--- Stated exercise ---
Copy the records word for word, from the start through the line that contains "(632, 84), (665, 138)", and leave out the pictures.

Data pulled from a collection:

## start

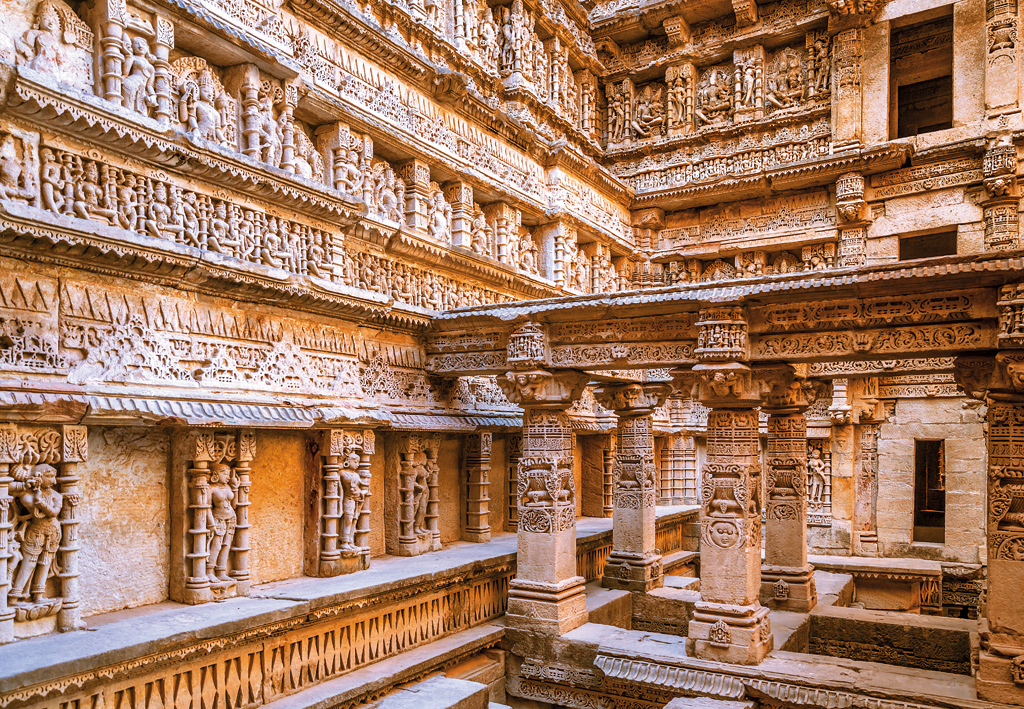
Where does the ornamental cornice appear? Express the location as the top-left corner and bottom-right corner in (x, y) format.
(0, 62), (366, 224)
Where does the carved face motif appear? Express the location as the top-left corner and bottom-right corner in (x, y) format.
(711, 522), (739, 549)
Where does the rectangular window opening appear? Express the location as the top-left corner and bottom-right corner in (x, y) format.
(913, 441), (946, 544)
(899, 232), (956, 261)
(889, 17), (953, 138)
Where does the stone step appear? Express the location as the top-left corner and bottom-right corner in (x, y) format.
(375, 676), (488, 709)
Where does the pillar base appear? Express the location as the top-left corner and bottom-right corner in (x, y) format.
(462, 527), (490, 542)
(505, 576), (589, 635)
(601, 551), (665, 593)
(761, 564), (818, 613)
(398, 533), (441, 556)
(316, 549), (370, 578)
(686, 601), (774, 665)
(975, 648), (1024, 706)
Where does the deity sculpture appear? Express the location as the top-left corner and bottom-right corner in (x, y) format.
(765, 53), (805, 109)
(8, 463), (63, 606)
(121, 36), (157, 116)
(413, 451), (430, 535)
(341, 451), (366, 551)
(427, 190), (452, 242)
(693, 69), (734, 125)
(207, 463), (239, 583)
(14, 6), (63, 74)
(632, 84), (665, 138)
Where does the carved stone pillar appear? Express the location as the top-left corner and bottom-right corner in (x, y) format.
(462, 431), (492, 542)
(0, 424), (89, 643)
(171, 429), (256, 603)
(982, 137), (1020, 251)
(398, 434), (441, 556)
(398, 160), (430, 234)
(601, 433), (615, 517)
(153, 16), (174, 123)
(955, 354), (1024, 706)
(657, 433), (692, 505)
(761, 368), (818, 613)
(315, 428), (374, 576)
(594, 383), (672, 592)
(483, 202), (522, 263)
(836, 172), (868, 266)
(444, 182), (473, 249)
(985, 0), (1020, 119)
(676, 307), (773, 665)
(498, 368), (588, 634)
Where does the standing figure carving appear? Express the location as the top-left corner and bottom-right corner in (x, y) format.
(207, 463), (239, 583)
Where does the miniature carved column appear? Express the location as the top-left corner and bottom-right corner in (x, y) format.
(985, 0), (1020, 119)
(676, 307), (773, 665)
(57, 426), (89, 632)
(483, 202), (521, 263)
(0, 426), (17, 644)
(981, 137), (1020, 251)
(399, 160), (430, 233)
(836, 172), (868, 266)
(153, 16), (174, 123)
(398, 434), (441, 556)
(594, 382), (672, 592)
(955, 354), (1024, 706)
(657, 433), (687, 505)
(444, 182), (473, 249)
(462, 431), (492, 542)
(498, 368), (588, 634)
(761, 368), (818, 613)
(315, 428), (374, 577)
(601, 433), (615, 517)
(171, 429), (256, 603)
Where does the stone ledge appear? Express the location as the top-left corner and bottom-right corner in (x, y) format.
(264, 624), (505, 709)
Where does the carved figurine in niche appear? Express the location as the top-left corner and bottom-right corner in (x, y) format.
(121, 35), (157, 116)
(73, 160), (117, 223)
(476, 7), (501, 72)
(633, 84), (665, 138)
(207, 463), (239, 583)
(373, 163), (406, 222)
(765, 50), (806, 109)
(14, 0), (93, 87)
(519, 231), (540, 275)
(413, 451), (430, 535)
(693, 68), (734, 126)
(39, 148), (68, 214)
(294, 125), (323, 186)
(427, 187), (452, 242)
(142, 181), (182, 241)
(470, 208), (492, 256)
(8, 463), (63, 606)
(341, 450), (366, 551)
(807, 448), (825, 505)
(810, 37), (831, 95)
(0, 133), (38, 201)
(171, 56), (234, 148)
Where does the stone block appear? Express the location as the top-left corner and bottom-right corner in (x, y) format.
(377, 676), (488, 709)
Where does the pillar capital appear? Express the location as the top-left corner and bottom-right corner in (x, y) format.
(953, 350), (1024, 402)
(594, 381), (672, 419)
(498, 369), (590, 409)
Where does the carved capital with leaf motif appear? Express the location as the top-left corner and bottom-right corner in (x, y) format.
(498, 369), (590, 409)
(594, 382), (672, 419)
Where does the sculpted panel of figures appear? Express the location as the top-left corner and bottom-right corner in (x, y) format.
(14, 0), (95, 90)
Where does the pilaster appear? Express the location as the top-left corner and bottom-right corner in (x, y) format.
(498, 362), (588, 635)
(761, 367), (821, 613)
(594, 382), (672, 591)
(462, 431), (492, 542)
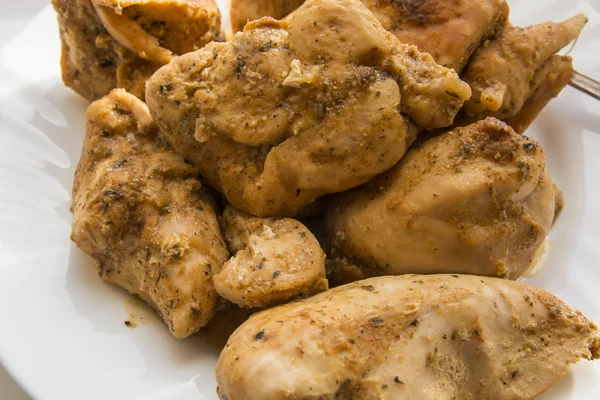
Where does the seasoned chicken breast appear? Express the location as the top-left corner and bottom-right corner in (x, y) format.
(327, 118), (560, 280)
(52, 0), (221, 100)
(231, 0), (587, 133)
(216, 275), (600, 400)
(231, 0), (509, 73)
(462, 14), (587, 120)
(213, 206), (328, 307)
(146, 0), (470, 216)
(362, 0), (509, 74)
(71, 89), (229, 338)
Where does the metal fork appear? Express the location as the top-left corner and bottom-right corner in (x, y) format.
(569, 71), (600, 100)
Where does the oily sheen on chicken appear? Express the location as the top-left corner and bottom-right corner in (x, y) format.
(71, 89), (229, 338)
(52, 0), (221, 101)
(146, 0), (470, 216)
(231, 0), (587, 133)
(213, 206), (328, 307)
(327, 118), (561, 282)
(216, 275), (600, 400)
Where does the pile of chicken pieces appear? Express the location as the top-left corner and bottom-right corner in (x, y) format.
(53, 0), (600, 400)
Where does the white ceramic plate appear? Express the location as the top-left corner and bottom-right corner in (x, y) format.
(0, 0), (600, 400)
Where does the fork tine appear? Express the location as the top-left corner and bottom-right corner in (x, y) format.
(569, 71), (600, 100)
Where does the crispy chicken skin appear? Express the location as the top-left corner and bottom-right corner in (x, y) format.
(213, 206), (328, 307)
(231, 0), (509, 73)
(52, 0), (221, 101)
(71, 89), (229, 338)
(327, 118), (560, 281)
(462, 14), (587, 120)
(216, 275), (600, 400)
(146, 0), (470, 216)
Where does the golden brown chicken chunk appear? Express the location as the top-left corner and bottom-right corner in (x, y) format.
(213, 206), (328, 307)
(231, 0), (587, 133)
(216, 275), (600, 400)
(71, 89), (229, 338)
(146, 0), (470, 216)
(327, 118), (557, 279)
(52, 0), (221, 100)
(462, 14), (587, 120)
(231, 0), (509, 73)
(505, 54), (574, 133)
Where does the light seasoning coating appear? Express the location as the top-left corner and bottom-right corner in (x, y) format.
(52, 0), (221, 101)
(146, 0), (470, 216)
(216, 275), (600, 400)
(213, 206), (328, 307)
(327, 118), (560, 281)
(71, 89), (229, 338)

## end

--- Answer to the problem ---
Where does the ornamental cornice appear? Express the location as the top-left corner and bottom-right corner in (x, y) format.
(0, 62), (366, 224)
Where does the carved face motif appear? Express the location as the top-left corner and bottom-right corner in (x, y) format.
(711, 522), (739, 549)
Where does the rectangular window opening appear? Express the location as the top-left corner and bottom-right corner in (x, y) format.
(913, 441), (946, 544)
(899, 232), (956, 261)
(889, 17), (953, 138)
Where does the stone step appear? Express the location as the top-left corner and bottom-right corner in (x, y) format.
(375, 676), (488, 709)
Where does the pillar base appear? Express the location as the top-left corner and bottom-right corner in (x, y) format.
(462, 527), (490, 542)
(505, 576), (589, 635)
(601, 551), (665, 593)
(761, 564), (818, 613)
(398, 533), (441, 556)
(316, 549), (370, 578)
(686, 601), (774, 665)
(975, 648), (1024, 706)
Where does the deity sculpture appear? Express the location as the top-left corner and bottom-right corner in (x, y) format.
(765, 53), (805, 109)
(8, 463), (63, 606)
(121, 36), (157, 116)
(413, 451), (430, 535)
(341, 451), (366, 551)
(427, 190), (452, 242)
(693, 69), (734, 125)
(207, 463), (239, 583)
(14, 6), (63, 74)
(632, 84), (665, 138)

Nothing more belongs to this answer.